- [Information given]:
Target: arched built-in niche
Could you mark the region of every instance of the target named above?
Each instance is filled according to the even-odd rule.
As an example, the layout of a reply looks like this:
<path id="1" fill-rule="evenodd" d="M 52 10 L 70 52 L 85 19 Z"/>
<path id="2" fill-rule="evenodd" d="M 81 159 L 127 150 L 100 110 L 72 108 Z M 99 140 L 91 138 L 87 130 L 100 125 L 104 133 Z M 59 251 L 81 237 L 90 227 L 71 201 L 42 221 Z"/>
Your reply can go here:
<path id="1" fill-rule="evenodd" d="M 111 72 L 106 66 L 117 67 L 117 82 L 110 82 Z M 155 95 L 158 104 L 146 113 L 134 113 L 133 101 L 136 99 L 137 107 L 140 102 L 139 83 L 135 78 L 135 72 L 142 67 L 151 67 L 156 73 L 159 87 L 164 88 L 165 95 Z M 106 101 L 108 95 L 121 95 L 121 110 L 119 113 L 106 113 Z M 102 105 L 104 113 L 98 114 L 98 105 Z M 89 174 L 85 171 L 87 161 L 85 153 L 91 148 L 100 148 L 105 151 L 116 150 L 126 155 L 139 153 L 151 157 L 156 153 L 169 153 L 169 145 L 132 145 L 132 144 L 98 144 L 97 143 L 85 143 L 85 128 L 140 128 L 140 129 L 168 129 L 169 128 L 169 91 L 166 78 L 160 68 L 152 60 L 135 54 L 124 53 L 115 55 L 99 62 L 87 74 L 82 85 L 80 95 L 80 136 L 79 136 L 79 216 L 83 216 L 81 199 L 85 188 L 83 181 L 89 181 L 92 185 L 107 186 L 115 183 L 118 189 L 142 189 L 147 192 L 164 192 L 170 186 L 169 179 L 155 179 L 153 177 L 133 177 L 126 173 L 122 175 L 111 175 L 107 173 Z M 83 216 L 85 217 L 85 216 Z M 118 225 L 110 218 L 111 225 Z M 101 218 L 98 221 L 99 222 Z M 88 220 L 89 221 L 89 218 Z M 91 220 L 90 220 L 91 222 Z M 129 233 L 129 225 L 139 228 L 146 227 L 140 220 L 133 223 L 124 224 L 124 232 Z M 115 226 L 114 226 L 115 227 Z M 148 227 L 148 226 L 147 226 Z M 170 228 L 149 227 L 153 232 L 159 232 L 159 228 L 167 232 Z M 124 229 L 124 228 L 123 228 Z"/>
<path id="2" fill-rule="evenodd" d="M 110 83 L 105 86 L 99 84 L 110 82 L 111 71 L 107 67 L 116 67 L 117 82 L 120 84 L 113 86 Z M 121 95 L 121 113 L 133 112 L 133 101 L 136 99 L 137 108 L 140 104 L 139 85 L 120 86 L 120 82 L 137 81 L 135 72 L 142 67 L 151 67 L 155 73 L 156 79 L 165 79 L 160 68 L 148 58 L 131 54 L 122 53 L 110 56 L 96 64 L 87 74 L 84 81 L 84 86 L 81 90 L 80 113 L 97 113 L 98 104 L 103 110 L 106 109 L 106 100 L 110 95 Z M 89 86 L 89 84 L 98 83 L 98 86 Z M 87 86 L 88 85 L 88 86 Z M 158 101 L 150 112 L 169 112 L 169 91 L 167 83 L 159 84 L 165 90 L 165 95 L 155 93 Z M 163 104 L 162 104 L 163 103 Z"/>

- [Task to carry out]: Transcribe all entries exactly as they are given.

- [Task output]:
Target: arched built-in niche
Could you mark the region of every instance of the target named above?
Each instance is filled according to the even-odd rule.
As an example, the layout of a reply looks like this:
<path id="1" fill-rule="evenodd" d="M 52 10 L 70 52 L 85 19 Z"/>
<path id="2" fill-rule="evenodd" d="M 81 159 L 127 150 L 100 110 L 72 108 Z M 99 140 L 91 138 L 87 130 L 100 125 L 104 133 Z M 59 251 L 81 237 L 90 227 L 71 201 L 42 221 Z"/>
Your reply can go here:
<path id="1" fill-rule="evenodd" d="M 111 72 L 106 66 L 117 67 L 117 82 L 110 82 Z M 155 95 L 158 104 L 146 113 L 134 113 L 133 101 L 136 99 L 137 107 L 140 102 L 139 83 L 135 78 L 135 72 L 142 67 L 151 67 L 156 73 L 159 87 L 164 88 L 165 95 Z M 106 101 L 108 95 L 121 95 L 121 110 L 119 113 L 106 113 Z M 102 105 L 104 113 L 98 114 L 98 105 Z M 89 174 L 85 171 L 87 161 L 85 153 L 91 148 L 100 148 L 105 151 L 116 150 L 126 155 L 139 153 L 151 157 L 156 153 L 169 153 L 169 145 L 132 145 L 132 144 L 98 144 L 97 143 L 85 143 L 85 128 L 140 128 L 140 129 L 168 129 L 169 128 L 169 91 L 166 78 L 160 68 L 152 60 L 135 54 L 124 53 L 115 55 L 99 62 L 87 74 L 82 85 L 80 95 L 80 136 L 79 136 L 79 216 L 83 216 L 81 199 L 85 188 L 83 181 L 89 181 L 92 185 L 107 186 L 115 183 L 118 189 L 142 189 L 147 192 L 164 192 L 170 186 L 169 179 L 155 179 L 153 177 L 133 177 L 126 173 L 122 175 L 111 175 L 107 173 Z M 83 216 L 85 217 L 85 216 Z M 118 225 L 110 218 L 111 225 Z M 101 218 L 98 221 L 99 222 Z M 88 220 L 89 221 L 89 218 Z M 91 220 L 90 220 L 91 222 Z M 129 233 L 129 225 L 139 228 L 146 227 L 140 220 L 133 223 L 124 224 L 124 232 Z M 115 226 L 114 226 L 115 227 Z M 148 227 L 148 226 L 147 226 Z M 170 228 L 149 227 L 153 232 L 159 232 L 159 228 L 167 232 Z M 124 229 L 124 228 L 123 228 Z"/>
<path id="2" fill-rule="evenodd" d="M 110 83 L 105 86 L 99 84 L 110 82 L 111 71 L 107 67 L 116 67 L 117 82 L 120 84 L 113 86 Z M 121 95 L 121 113 L 133 112 L 133 101 L 136 99 L 137 108 L 140 104 L 139 85 L 120 86 L 120 82 L 137 81 L 135 72 L 142 67 L 151 67 L 155 73 L 156 79 L 165 79 L 160 68 L 148 58 L 131 54 L 122 53 L 110 56 L 96 64 L 87 74 L 84 81 L 84 86 L 81 90 L 80 113 L 97 113 L 98 104 L 103 110 L 106 109 L 106 100 L 110 95 Z M 89 86 L 89 84 L 98 83 L 98 86 Z M 87 86 L 88 85 L 88 86 Z M 158 101 L 150 112 L 169 112 L 169 91 L 167 83 L 159 84 L 165 90 L 165 95 L 155 93 Z M 163 104 L 162 104 L 163 103 Z"/>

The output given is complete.